What you will do:
Below is a listing; write it out exactly and drop any images from it.

Entries supplied:
◆ ◆ ◆
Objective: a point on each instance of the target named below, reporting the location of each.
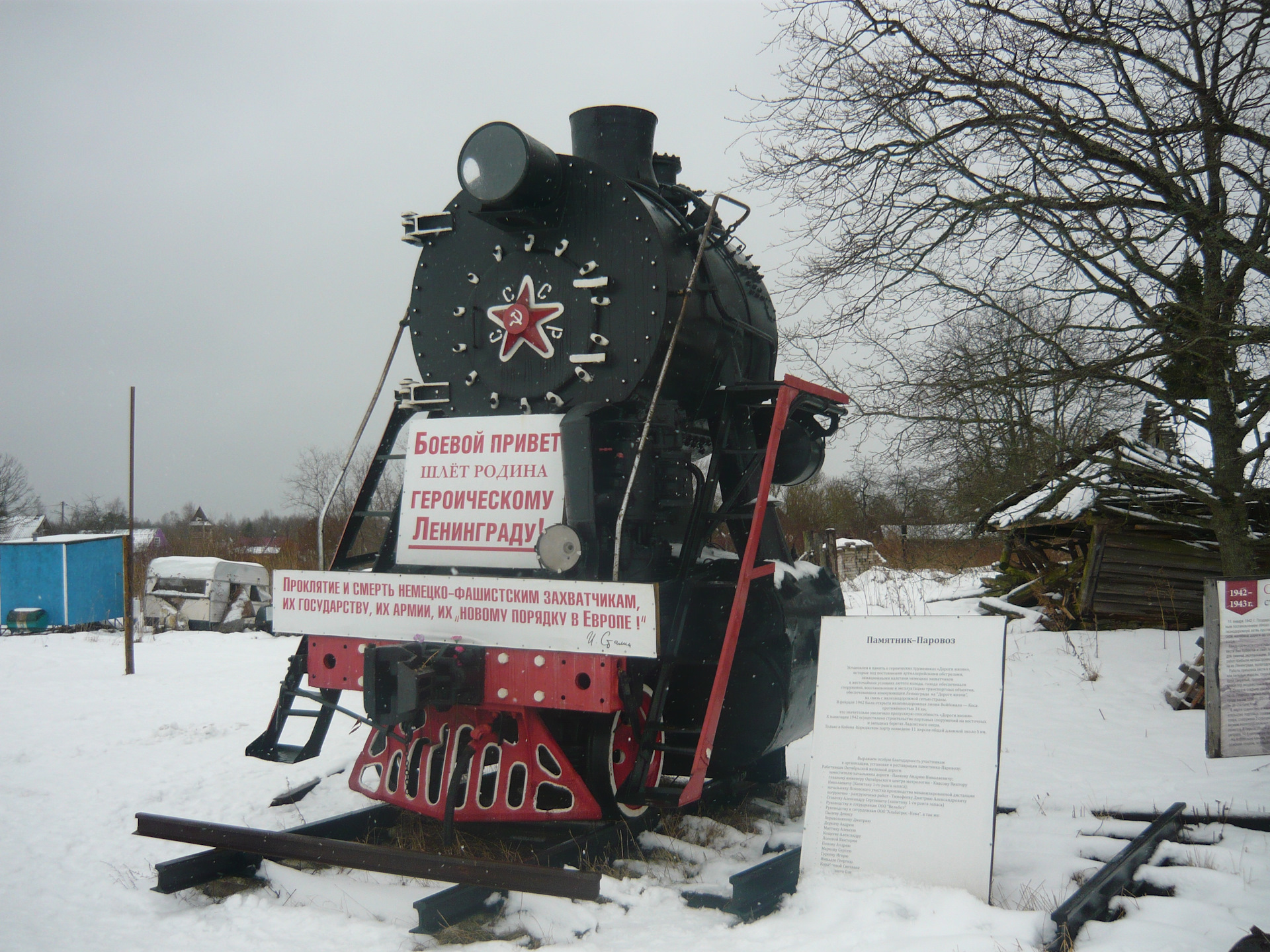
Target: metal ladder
(792, 394)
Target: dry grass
(1032, 899)
(423, 834)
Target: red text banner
(549, 615)
(479, 492)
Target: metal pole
(657, 390)
(349, 460)
(128, 668)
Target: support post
(128, 666)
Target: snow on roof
(933, 531)
(21, 527)
(1123, 475)
(207, 568)
(62, 539)
(142, 539)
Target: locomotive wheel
(614, 746)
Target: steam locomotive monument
(541, 627)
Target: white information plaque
(906, 749)
(1238, 666)
(552, 615)
(479, 491)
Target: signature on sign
(606, 640)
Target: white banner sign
(549, 615)
(480, 491)
(906, 748)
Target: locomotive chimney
(616, 138)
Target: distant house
(16, 528)
(201, 526)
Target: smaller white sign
(479, 491)
(906, 748)
(549, 615)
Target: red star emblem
(523, 323)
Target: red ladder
(790, 389)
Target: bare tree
(977, 411)
(16, 493)
(1108, 158)
(317, 471)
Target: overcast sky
(202, 200)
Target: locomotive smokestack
(616, 138)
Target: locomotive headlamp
(559, 547)
(503, 168)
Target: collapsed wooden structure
(1113, 536)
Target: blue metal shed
(75, 579)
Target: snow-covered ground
(87, 748)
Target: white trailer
(204, 593)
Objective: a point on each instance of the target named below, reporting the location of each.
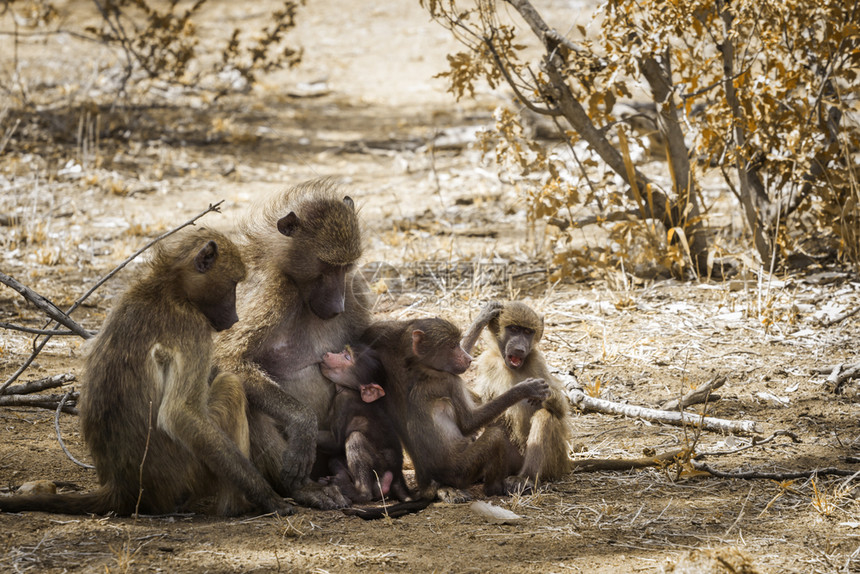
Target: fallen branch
(620, 464)
(49, 308)
(38, 347)
(33, 331)
(697, 396)
(755, 442)
(586, 403)
(40, 401)
(778, 476)
(41, 384)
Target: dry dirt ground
(86, 203)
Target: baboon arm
(487, 314)
(296, 422)
(471, 419)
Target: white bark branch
(586, 403)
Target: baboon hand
(490, 311)
(282, 508)
(318, 496)
(534, 390)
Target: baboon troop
(162, 437)
(234, 373)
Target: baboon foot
(519, 485)
(453, 495)
(318, 496)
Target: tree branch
(586, 403)
(38, 347)
(41, 384)
(49, 308)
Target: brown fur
(361, 429)
(157, 429)
(434, 412)
(298, 303)
(539, 432)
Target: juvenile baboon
(538, 431)
(434, 412)
(157, 429)
(297, 304)
(361, 428)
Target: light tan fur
(541, 432)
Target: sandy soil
(86, 203)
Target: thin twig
(778, 476)
(46, 306)
(41, 345)
(59, 435)
(41, 384)
(33, 331)
(36, 401)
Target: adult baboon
(158, 431)
(297, 304)
(539, 431)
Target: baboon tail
(96, 502)
(392, 511)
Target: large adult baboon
(297, 304)
(161, 435)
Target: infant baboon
(540, 432)
(297, 304)
(157, 429)
(361, 428)
(434, 412)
◆ ◆ ◆
Exercise result:
Objective: a point on each instance of the target named below, reporting the location of each.
Target: metal ladder
(792, 394)
Target: dry grass
(1032, 899)
(423, 834)
Target: red text banner
(549, 615)
(479, 492)
Target: metal pole
(657, 390)
(349, 460)
(128, 668)
Target: support post
(128, 666)
Target: snow on roof
(933, 531)
(21, 527)
(1123, 475)
(207, 568)
(62, 539)
(142, 539)
Target: locomotive wheel
(614, 746)
Target: steam locomotive monument
(541, 627)
Target: white information plaque
(906, 749)
(1238, 666)
(552, 615)
(479, 491)
Target: signature on sign
(606, 640)
Target: white banner sign
(549, 615)
(480, 491)
(906, 748)
Target: locomotive chimney
(616, 138)
Target: distant house
(16, 528)
(201, 526)
Target: smaller white sign
(479, 491)
(906, 748)
(549, 615)
Target: red star emblem
(523, 323)
Target: red ladder
(790, 389)
Target: bare tree
(977, 411)
(16, 493)
(1108, 158)
(317, 471)
Target: overcast sky
(202, 200)
Target: locomotive smokestack
(616, 138)
Target: locomotive headlamp
(559, 547)
(503, 168)
Target: collapsed wooden structure
(1113, 536)
Target: blue metal shed
(75, 579)
Target: snow-covered ground
(87, 748)
Target: white trailer
(204, 593)
Objective: a point on each instance of the target named below, reporting the location of each.
Target: fallen branch
(620, 464)
(49, 308)
(38, 347)
(33, 331)
(697, 396)
(755, 442)
(586, 403)
(40, 401)
(778, 476)
(41, 384)
Target: dry dirt ground
(86, 203)
Target: baboon arm
(487, 314)
(296, 422)
(471, 419)
Target: white bark branch
(586, 403)
Target: baboon hand
(490, 311)
(282, 508)
(318, 496)
(534, 390)
Target: baboon troop
(162, 437)
(234, 373)
Target: baboon foot
(519, 485)
(453, 495)
(318, 496)
Target: tree branch
(586, 403)
(38, 347)
(41, 384)
(49, 308)
Target: brown fur
(361, 429)
(157, 429)
(434, 412)
(298, 303)
(539, 432)
Target: juvenile baboon
(538, 431)
(434, 412)
(157, 429)
(297, 304)
(361, 428)
Target: light tan fur
(541, 432)
Target: sandy soil
(86, 203)
Target: thin twig
(778, 476)
(46, 306)
(41, 345)
(59, 435)
(41, 384)
(33, 331)
(36, 401)
Target: adult baboon
(158, 431)
(297, 304)
(539, 431)
Target: baboon tail
(96, 502)
(392, 511)
Target: large adult baboon
(297, 304)
(161, 435)
Target: infant baboon
(540, 432)
(297, 304)
(157, 429)
(361, 428)
(434, 412)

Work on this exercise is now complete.